■ Предложенный отрывок:
И все-таки он еще не знал, что такое настоящая злоба.
Неприязнь, которую он возбуждал повсюду, носила прямо-таки утробный характер. Вызов этот Эренбург принимает, и его автобиография, написанная в 1922 году для «Русской книги», начинается так: «Родился в 1891. Иудей»[169]. Он сознательно употребляет именно библейское «иудей» вместо обычного «еврей». В чем же этот вызов? По словам Соколова-Микитова, проживающего в берлинской эмиграции, «западническое» направление, давно устарело: «И не случайно, что все „западники“ — исключительно евреи»[170]. Мы уже упоминали статью Волошина, в которой поэт отказывал евреям в праве писать о России, — это был залп по стихам Эренбурга. Но разница культур проявляет себя даже на уровне стиля. Лев Лунц, приехавший в Берлин в 1922 году, рассказывал Максиму Горькому: «Мне говорят: „Не может еврей быть русским писателем…“ Говорят вот по какому поводу… Я не хочу писать так же, как пишут девять десятых русских беллетристов… Я не хочу густого, областного языка, мелочного быта, нудной игры словами, пусть цветочной, пусть красивой. Я люблю большую идею и большой, увлекающий сюжет… Но кругом говорят, что я не русский… что я люблю сюжет, пот. что я не русский»[171]. На него нападают, считает Лунц, потому, что он «западник и романтик» В том же духе, даже более откровенно, говорит Шкловский и об Эренбурге: «У Эренбурга есть своя ирония, рассказы и романы его не для елизаветинского шрифта»[172]. Европейская проза, построенная на «занимательности», на «интриге» (два любимых термина формалистов), западничество, отказ от «русского» («Почему же ты не присылаешь мне своих новых стихов? Я люблю в них свое, то, чего нет в русских стихах, где „славянских дев как сукровица кровь“»[173]) — все это, очевидно, ассоциировалось с еврейской иронией, «отстранением», скепсисом. «Мы евреи. Мы глотнули парижского неба. Мы поэты. Мы умеем насмехаться»[174]. Но если на роль выразителя «еврейского духа» Эренбург был согласен, то он совершенно не собирался мириться с попытками некоторых соотечественников отлучить его от русской культуры. Неисправимый провокатор, он предпосылает своей новой книге «Шесть повестей о легких концах» эпиграф из Овидия: «Наес est in poenam terra reperta meam» («Это земля, которую я открыл страданием моим»).

■ Фрагмент данных:
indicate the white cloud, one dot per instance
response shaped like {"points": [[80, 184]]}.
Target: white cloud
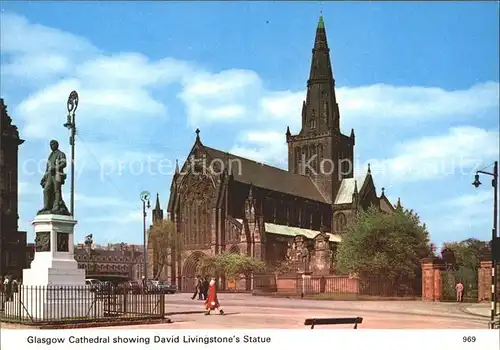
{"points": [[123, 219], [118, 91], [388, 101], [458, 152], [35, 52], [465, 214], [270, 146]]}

■ Список заданий:
1. В каком году, согласно отрывку об Эренбурге, была написана его автобиография для «Русской книги»?
2. Продолжите, пожалуйста, отрывок об Эренбурге с того места, на котором он заканчивается.

■ Итоги упражнения:
1. В 1922 году.

2.
Эренбург — к психиатру!
Только этой животной ненавистью можно, вероятно, объяснить скандал, разразившийся вокруг Эренбурга осенью 1922 года. Все началось с публикации в литературном приложении к журналу «Накануне» статьи известного в эмиграции критика, киевлянина Ильи Василевского, писавшего под псевдонимом «He-Буква». Статья была озаглавлена «Тартарен из Таганрога. О двенадцати новых книгах Ильи Эренбурга». He-Буква выставлял Эренбурга идеологом из кафе и антисемитом, обвинял его в саморекламе, мании величия, порнографии и плагиате, а под конец и просто-напросто в психическом заболевании: «Что если здесь срочно нужен психиатр, а вовсе не литературный обозреватель? Что если здесь, между нами, на Kurfurstendamm бродит душевнобольной, и гримасничает, и хихикает, и забрасывает нас этими своими разнокалиберными, разноликими книгами?»[175] Берлинская эмиграция возмутилась, подобные приемы литературной борьбы были доныне ей чужды. Собравшийся в «Доме искусств» «суд чести» решил исключить из товарищества Василевского-Не-Букву и литературного редактора «Накануне» Алексея Толстого. Честь Эренбурга была спасена, но душа страдала. Он пишет Полонской: «Еще меня все здесь ужасно обижают. Скажи, почему множество людей меня так ненавидит? А я ко всему стал внешне очень мягким и даже вежливым (честное слово!). Самое интересное — это ненависть Толстого. В „Накануне“ была статья Василевского <…> — предлагает бить „такого Илюшу“ костью от окорока. Белый и Ходасевич тоже злятся. <…> Меня здесь страшно травят (такая полоса) со всех сторон <…> Т. к. я устал и нервничал вообще, то как-то реагирую внутренне на это. Знаю — не нужно»[176].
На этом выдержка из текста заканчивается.